Written problem:
Give every line of the entries below as a Markdown table with the columns Row and Line text, one numbered row per line, leaving out blank lines.

Rows:
* start *

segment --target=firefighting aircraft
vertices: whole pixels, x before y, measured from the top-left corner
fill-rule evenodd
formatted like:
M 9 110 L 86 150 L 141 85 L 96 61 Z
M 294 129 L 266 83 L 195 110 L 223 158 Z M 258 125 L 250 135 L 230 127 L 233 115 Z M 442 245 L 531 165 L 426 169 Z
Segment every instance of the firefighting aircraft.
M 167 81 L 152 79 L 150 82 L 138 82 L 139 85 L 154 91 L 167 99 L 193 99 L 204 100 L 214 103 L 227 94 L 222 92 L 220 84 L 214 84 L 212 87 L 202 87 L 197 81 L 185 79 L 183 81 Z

* end *

Solution to this exercise:
| Row | Line text |
|---|---|
| 1 | segment --target=firefighting aircraft |
| 2 | vertices: whole pixels, x before y, measured from the top-left corner |
| 3 | fill-rule evenodd |
| 4 | formatted like: |
| 5 | M 9 110 L 86 150 L 141 85 L 96 61 Z |
| 6 | M 294 129 L 266 83 L 195 110 L 223 158 Z M 258 125 L 250 135 L 230 127 L 233 115 Z M 442 245 L 531 165 L 426 169 Z |
| 7 | Segment every instance of the firefighting aircraft. |
| 8 | M 167 81 L 152 79 L 150 82 L 138 82 L 139 85 L 154 91 L 167 99 L 193 99 L 204 100 L 214 103 L 227 94 L 222 92 L 220 84 L 214 84 L 212 87 L 202 87 L 197 81 L 185 79 L 183 81 Z |